START Document excerpt

Spencer Fox Eccles School of Medicine
39 Quantifying Olfactory Antagonism In Vivo: Preliminary Insights Using Two-Photon Imaging of Olfactory Sensory Neurons
Hayden Cheney; Matt Wachowiak; and Madison Herrboldt
Faculty Mentor: Matt Wachowiak (Neurobiology and Anatomy, University of Utah)
Olfactory sensory neurons (OSNs) are the primary sensory neurons responsible for detecting odor molecules expressing a vast array of odorant receptors (ORs), each tuned to respond to specific chemical structures enabling the perception of diverse odors1. In nature, odors are mixtures of molecules, leading to potentially complex interactions at the receptor, such as antagonism, which may influence downstream odor encoding. Odorant-driven antagonism occurs when an odorant receptor cannot bind with a ligand (agonist) because a similar molecule (antagonist) blocks the receptor binding pocket2. Previous work utilizing binary mixture in vitro assays in heterologous expression systems found robust evidence for antagonism in a class I receptor, which are tuned to carboxylic acids3.
However, in vitro assays are removed from the biological system, so it remains unclear whether antagonism manifests in vivo. Therefore, the aim of this project was to test for evidence of odorant- driven antagonism in vivo at the level of OSNs. If antagonism occurs in vivo, we expect to see a decrease in the response of OSNs to an agonist when presented with an antagonist. We used two- photon imaging in awake, head-fixed mice expressing genetically encoded calcium reporters in OSNs to record responses to agonists, antagonists, and binary agonist + antagonist mixtures. Agonist and antagonist pairs were chosen based on previous in vitro antagonism experiments. During experimental trials, agonist and binary mixture (agonist + antagonist) presentations alternated to account for potential habituation, and mixtures were presented using a priming protocol with the antagonist presented by itself prior to the mixture. Our preliminary data yielded suggestive evidence that antagonism occurred in vivo with nonanoic acid and 2-bromohexanoic acid acting as antagonists for valeric acid and tiglic acid-responding OSNs, respectively. The findings of this study are preliminary and do not significantly conclude that antagonism occurs in vivo, so additional work is needed to understand how robust antagonism is in vivo. Identifying antagonism in vivo is the first step to disentangling how complex interactions at the receptor level influence odor mixture encoding.
Footnotes
1. Oka, Y., Omura, M., Kataoka, H. & Touhara, K. Olfactory receptor antagonism between odorants. EMBO J 23, 120–126 (2004).
2. Oka, Y., Nakamura, A., Watanabe, H. & Touhara, K. An odorant derivative as an antagonist for an olfactory receptor. Chem Senses 29, 815–822 (2004).
3. Fukutani, Y. et al. Antagonistic interactions between odorants alter human odor perception. Current Biology 33, 2235-2245.e4 (2023).

END Document excerpt
START Material shown

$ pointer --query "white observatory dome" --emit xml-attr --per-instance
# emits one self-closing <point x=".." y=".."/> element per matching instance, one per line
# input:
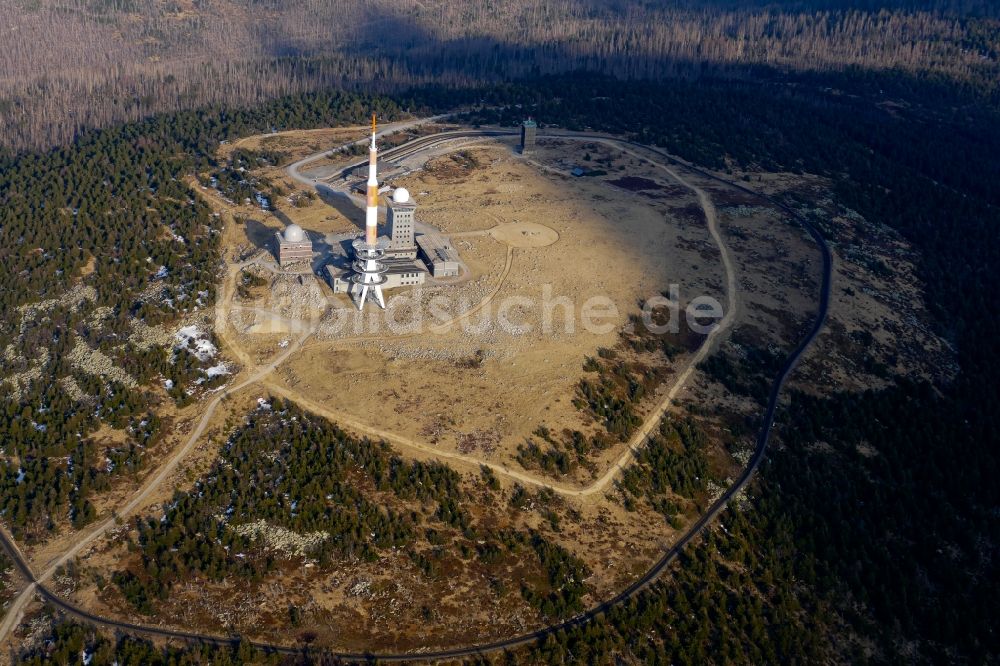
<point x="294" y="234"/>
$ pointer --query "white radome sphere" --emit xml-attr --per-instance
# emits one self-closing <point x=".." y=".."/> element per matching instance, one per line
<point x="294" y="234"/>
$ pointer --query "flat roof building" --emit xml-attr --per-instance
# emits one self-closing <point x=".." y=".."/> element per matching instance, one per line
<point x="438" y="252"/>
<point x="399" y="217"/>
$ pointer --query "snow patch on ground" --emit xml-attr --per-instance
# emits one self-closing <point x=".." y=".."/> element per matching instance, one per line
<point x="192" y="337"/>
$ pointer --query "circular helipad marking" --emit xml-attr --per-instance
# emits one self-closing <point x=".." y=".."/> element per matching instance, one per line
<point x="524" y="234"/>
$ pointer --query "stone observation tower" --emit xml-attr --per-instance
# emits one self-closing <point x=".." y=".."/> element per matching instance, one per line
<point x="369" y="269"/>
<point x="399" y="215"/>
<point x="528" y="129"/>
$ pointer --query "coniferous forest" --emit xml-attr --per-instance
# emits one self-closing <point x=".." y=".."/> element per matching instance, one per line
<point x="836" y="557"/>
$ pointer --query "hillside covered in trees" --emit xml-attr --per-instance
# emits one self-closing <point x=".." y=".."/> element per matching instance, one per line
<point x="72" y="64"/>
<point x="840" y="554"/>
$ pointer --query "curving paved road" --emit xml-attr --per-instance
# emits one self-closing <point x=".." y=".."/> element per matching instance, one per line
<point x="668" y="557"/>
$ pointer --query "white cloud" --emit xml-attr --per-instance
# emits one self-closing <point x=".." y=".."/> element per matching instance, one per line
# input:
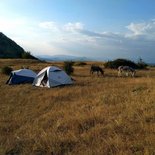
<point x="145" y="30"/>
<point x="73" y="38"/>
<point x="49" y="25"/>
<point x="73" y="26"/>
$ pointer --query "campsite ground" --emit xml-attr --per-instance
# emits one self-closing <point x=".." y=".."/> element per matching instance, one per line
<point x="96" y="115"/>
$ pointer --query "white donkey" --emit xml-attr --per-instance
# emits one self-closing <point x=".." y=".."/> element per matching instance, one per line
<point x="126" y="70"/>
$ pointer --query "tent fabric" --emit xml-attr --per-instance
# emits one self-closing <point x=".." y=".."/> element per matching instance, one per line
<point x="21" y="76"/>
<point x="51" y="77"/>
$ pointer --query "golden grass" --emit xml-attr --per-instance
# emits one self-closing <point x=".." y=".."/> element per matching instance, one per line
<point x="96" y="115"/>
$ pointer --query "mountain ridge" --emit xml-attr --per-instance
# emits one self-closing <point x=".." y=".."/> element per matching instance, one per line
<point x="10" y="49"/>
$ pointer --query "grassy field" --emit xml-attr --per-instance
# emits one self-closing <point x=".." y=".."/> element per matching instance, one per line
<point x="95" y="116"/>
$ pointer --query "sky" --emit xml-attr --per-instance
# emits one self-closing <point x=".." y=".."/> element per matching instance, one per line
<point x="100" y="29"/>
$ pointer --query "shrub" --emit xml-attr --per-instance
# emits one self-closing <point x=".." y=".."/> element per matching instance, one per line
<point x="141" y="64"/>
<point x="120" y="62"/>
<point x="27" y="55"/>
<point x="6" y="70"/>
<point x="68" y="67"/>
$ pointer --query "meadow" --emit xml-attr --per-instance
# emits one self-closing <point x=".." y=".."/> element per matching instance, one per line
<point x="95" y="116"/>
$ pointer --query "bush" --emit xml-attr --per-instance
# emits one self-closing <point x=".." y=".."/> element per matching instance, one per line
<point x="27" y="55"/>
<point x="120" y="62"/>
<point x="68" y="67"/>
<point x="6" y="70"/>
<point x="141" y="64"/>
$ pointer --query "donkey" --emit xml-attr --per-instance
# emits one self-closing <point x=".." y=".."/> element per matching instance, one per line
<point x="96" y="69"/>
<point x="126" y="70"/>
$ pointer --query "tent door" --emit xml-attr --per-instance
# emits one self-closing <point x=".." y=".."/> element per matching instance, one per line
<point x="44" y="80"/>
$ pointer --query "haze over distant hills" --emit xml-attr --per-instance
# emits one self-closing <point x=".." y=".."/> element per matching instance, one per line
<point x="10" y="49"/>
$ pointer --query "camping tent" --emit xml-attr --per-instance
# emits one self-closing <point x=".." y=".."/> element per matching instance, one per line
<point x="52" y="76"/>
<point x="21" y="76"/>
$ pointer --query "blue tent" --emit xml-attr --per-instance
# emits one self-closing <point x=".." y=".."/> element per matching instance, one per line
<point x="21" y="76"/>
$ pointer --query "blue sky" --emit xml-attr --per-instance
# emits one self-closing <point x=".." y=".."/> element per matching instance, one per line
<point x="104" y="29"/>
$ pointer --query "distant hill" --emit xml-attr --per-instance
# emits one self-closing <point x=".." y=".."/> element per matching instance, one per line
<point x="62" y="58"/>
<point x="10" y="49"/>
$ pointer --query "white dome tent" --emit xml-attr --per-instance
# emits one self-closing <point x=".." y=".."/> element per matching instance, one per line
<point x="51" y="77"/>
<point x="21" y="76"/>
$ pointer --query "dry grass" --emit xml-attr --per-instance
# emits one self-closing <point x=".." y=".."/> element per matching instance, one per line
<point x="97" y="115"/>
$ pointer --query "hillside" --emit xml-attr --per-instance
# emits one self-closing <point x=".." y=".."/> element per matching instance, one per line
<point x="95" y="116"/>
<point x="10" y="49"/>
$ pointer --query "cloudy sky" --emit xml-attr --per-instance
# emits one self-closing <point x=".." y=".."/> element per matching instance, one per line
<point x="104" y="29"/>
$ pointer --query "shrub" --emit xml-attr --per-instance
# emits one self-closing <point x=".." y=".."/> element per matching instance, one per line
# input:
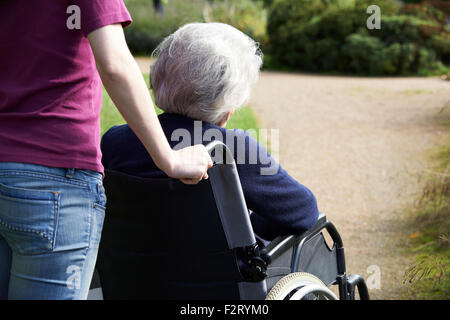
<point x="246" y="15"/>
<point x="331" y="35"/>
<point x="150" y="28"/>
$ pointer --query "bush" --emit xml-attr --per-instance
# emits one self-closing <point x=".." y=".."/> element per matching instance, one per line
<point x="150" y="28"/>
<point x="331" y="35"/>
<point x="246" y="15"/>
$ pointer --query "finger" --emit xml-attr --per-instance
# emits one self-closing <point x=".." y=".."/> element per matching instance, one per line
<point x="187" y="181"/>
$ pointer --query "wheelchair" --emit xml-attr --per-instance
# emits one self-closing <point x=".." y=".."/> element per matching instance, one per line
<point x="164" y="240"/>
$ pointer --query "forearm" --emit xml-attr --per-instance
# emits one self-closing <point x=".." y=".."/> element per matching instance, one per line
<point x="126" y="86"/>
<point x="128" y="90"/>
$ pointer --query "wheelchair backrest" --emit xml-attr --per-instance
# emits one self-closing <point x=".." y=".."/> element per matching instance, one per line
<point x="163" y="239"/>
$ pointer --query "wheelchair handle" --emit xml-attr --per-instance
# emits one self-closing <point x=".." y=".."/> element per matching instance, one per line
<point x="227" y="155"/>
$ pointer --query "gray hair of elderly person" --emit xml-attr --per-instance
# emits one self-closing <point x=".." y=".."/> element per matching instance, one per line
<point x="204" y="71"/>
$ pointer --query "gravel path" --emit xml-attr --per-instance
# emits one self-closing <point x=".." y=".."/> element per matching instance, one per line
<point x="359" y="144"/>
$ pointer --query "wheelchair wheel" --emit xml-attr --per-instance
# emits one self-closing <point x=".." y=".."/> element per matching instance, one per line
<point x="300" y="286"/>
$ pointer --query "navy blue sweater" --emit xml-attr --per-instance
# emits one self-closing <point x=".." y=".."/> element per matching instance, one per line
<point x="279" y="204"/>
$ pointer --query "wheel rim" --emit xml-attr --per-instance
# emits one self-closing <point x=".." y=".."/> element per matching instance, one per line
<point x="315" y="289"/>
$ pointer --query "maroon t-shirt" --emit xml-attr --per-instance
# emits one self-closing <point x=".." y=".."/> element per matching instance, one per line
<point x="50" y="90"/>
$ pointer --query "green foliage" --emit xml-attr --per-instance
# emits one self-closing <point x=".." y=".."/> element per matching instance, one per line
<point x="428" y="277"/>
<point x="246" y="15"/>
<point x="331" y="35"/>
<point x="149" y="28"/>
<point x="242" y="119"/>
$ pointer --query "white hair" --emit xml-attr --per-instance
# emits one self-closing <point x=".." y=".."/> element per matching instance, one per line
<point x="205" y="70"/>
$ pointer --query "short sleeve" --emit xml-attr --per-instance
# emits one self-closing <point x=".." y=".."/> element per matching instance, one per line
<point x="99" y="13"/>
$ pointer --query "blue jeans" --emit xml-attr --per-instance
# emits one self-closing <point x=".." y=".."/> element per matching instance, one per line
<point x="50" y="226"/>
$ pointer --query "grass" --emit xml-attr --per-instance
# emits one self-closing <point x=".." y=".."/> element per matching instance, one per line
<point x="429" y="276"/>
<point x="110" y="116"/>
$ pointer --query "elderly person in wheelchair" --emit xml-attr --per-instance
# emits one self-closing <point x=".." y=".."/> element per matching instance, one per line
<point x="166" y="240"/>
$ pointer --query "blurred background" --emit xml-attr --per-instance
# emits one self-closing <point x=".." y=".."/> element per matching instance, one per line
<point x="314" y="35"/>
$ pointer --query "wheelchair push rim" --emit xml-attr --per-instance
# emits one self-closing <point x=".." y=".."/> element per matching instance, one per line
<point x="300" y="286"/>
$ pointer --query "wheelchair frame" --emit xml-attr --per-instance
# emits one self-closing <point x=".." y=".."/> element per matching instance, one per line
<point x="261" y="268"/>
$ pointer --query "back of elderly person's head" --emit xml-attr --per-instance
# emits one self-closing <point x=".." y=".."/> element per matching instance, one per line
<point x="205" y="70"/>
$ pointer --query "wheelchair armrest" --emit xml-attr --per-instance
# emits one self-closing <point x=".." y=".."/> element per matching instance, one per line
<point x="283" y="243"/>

END Material shown

Exercise instructions:
In the olfactory antagonism abstract, what imaging method was used to record responses from olfactory sensory neurons?

Response to the task:
Two-photon imaging was used in awake, head-fixed mice that expressed genetically encoded calcium reporters in their olfactory sensory neurons.